→ **PROBLEM TO SOLVE**:
Answer these three questions from the hearing summary below:
(a) On what date did the subcommittee hold the hearing?
(b) Which witness is director of the National Institute of Allergy and Infectious Diseases?
(c) Which two recent outbreaks did Subcommittee Chair Tom Cole name?

The House Appropriations Subcommittee on Labor, Health and Human Services, Education, and Related Agencies April 18 held a hearing to discuss the administration’s fiscal year (FY) 2019 budget proposal related to biodefense and preparedness programs at the Department of Health and Human Services (HHS).

The testifying witnesses included Robert Kadlec, MD, HHS assistant secretary for preparedness and response; Anthony Fauci, MD, director of the National Institute of Allergy and Infectious Diseases (NIAID); and Stephen Redd, MD, director of the Centers for Disease Control and Prevention's (CDC) Office of Public Health Preparedness and Response.

Subcommittee Chair Tom Cole (R-Okla.) kicked off the hearing by pointing out that “over the past several decades, the frequency and diversity of disease outbreaks has increased across the world,” adding recent outbreaks like Zika and Ebola required a “quick, sustained, international approach” to address public health threats.

Chairman Cole also praised Congress for expanding its FY 2018 investment in biodefense and public health emergency preparedness programs, highlighting the inclusion of more funding to support efforts like Project BioShield, pandemic influenza outbreak programs, and research at the National Institutes of Health (NIH), among others.

→ **PROVIDED RECORDS**:
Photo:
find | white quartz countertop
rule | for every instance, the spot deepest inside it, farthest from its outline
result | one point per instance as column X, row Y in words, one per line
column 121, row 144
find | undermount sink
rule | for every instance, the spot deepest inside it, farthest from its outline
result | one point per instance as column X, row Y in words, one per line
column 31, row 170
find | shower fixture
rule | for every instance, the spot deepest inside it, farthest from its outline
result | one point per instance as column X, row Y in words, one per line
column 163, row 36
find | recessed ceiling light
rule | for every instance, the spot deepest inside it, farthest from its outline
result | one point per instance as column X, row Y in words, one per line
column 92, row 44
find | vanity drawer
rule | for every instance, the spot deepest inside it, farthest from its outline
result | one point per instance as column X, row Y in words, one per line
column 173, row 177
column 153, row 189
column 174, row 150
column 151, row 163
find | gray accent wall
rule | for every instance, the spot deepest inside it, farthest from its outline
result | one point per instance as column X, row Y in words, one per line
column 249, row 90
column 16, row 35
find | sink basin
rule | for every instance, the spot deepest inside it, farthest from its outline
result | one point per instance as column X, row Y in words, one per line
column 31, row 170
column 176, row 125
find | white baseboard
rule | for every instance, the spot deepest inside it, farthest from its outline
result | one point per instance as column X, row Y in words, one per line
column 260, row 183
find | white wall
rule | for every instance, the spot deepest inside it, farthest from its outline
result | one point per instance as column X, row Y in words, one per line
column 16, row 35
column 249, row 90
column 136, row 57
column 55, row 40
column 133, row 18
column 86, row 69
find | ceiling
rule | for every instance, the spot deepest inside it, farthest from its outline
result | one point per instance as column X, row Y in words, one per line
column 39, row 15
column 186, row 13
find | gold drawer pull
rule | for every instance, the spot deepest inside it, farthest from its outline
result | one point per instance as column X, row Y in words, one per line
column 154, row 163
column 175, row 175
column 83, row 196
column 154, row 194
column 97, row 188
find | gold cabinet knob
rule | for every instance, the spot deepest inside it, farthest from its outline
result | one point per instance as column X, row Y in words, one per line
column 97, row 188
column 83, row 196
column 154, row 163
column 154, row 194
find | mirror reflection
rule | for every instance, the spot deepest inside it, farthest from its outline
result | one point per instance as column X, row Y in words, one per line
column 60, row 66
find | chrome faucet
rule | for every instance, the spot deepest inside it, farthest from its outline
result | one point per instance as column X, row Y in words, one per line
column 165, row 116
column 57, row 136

→ **TASK RESULT**:
(a) April 18
(b) Anthony Fauci, MD
(c) Zika and Ebola